• _ПИСЬМЕННОЕ ЗАДАНИЕ A_
Переведите на английский язык предложение из отрывка о поездке в Верхнеудинск: «Н. Н. Муравьев был враг канцелярского многописания, за которым, как он хорошо знал, обыкновенно скрывается или недобросовестность, или бездеятельность».
• _ПИСЬМЕННОЕ ЗАДАНИЕ B_
Измените строки записей, начиная со строки с «Point out every instance of the white wall» и до конца записей включительно: замените «Point out» на «Mark», а всё прочее оставьте как есть. Приведите только эти строки.

• _ОТРЫВОК_
####

Поздно вечером мы переехали, по разливу Селенги, в деревню Степную и оттуда понеслись на почтовых в Верхнеудинск, где пробыли часа четыре в доме любимца генерал-губернатора – купца Курбатова, владельца чуть ли не единственных в то время в Забайкалье стеклянного завода и мельницы-крупчатки. Число нас было невелико: Николай Николаевич, я и переводчик маньчжурского языка, тогда еще очень молодой человек, Я. П. Шишмарев, впоследствии наш консул в Урге. Это было и все «путевое управление» Восточной Сибири и будущего Амурского края, то есть стран, в совокупности превосходящих всю Европу. Н. Н. Муравьев был враг канцелярского многописания, за которым, как он хорошо знал, обыкновенно скрывается или недобросовестность, или бездеятельность. За все время моего состояния при нем в должности как бы управляющего канцелярией мною было написано всего 102 бумаги, считая тут даже приказы по войскам и ненумерованную переписку с некоторыми лицами в Иркутске и Петербурге. Когда я потом был в Ставрополе и увидел, что тамошний штаб, руководивший ходом завоевания Закубанья, выпускал в год более двадцати тысяч бумаг, тогда не осталось во мне сомнения, что действительно, чем более чиновники пишут (всегда, разумеется, лишь для очистки себя от канцелярской ответственности), тем более зла для государства и для самого дела, к которому бумаги относятся. Я понял также, почему деловой генерал Безак отказывал в подписи бумагам более чем в один лист объемом: в бумагах коротких трудно найти место для изворотов и приходится, волею-неволею, говорить только о деле и дело.
После недолгой остановки у Курбатова, во время которой генерал-губернатора посетил архимандрит Петр, знавший китайский язык и одно время предполагавшийся в переводчики, кажется, для посла, мы отправились далее. По-прежнему в одном тарантасе ехали Николай Николаевич со мною, а в другом, нагруженном провизиею на все время нашего пребывания на Амуре, – Шишмарев.

####

Строки из набора данных с указанием точек:
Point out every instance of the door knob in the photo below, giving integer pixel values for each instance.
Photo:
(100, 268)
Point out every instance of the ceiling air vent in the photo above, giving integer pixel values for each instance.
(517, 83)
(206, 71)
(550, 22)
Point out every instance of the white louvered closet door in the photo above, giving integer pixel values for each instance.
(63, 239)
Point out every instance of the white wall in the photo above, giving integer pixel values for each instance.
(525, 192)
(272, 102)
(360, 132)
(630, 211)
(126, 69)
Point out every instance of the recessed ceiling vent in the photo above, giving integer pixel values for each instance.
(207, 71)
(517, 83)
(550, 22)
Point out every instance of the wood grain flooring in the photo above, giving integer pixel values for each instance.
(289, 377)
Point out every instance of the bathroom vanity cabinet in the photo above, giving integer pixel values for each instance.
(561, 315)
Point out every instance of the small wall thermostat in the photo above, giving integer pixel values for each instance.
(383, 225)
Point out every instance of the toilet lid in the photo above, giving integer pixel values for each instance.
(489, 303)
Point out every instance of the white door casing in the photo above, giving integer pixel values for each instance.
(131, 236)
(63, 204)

####

• _ПОЛНОЕ РЕШЕНИЕ A_
N. N. Muravyov was an enemy of bureaucratic over-writing, behind which, as he knew well, there usually lies either dishonesty or inactivity.

• _ПОЛНОЕ РЕШЕНИЕ B_
Mark every instance of the white wall in the photo above, giving integer pixel values for each instance.
(525, 192)
(272, 102)
(360, 132)
(630, 211)
(126, 69)
Mark every instance of the recessed ceiling vent in the photo above, giving integer pixel values for each instance.
(207, 71)
(517, 83)
(550, 22)
Mark every instance of the wood grain flooring in the photo above, giving integer pixel values for each instance.
(289, 377)
Mark every instance of the bathroom vanity cabinet in the photo above, giving integer pixel values for each instance.
(561, 315)
Mark every instance of the small wall thermostat in the photo above, giving integer pixel values for each instance.
(383, 225)
Mark every instance of the toilet lid in the photo above, giving integer pixel values for each instance.
(489, 303)
Mark every instance of the white door casing in the photo above, giving integer pixel values for each instance.
(131, 236)
(63, 204)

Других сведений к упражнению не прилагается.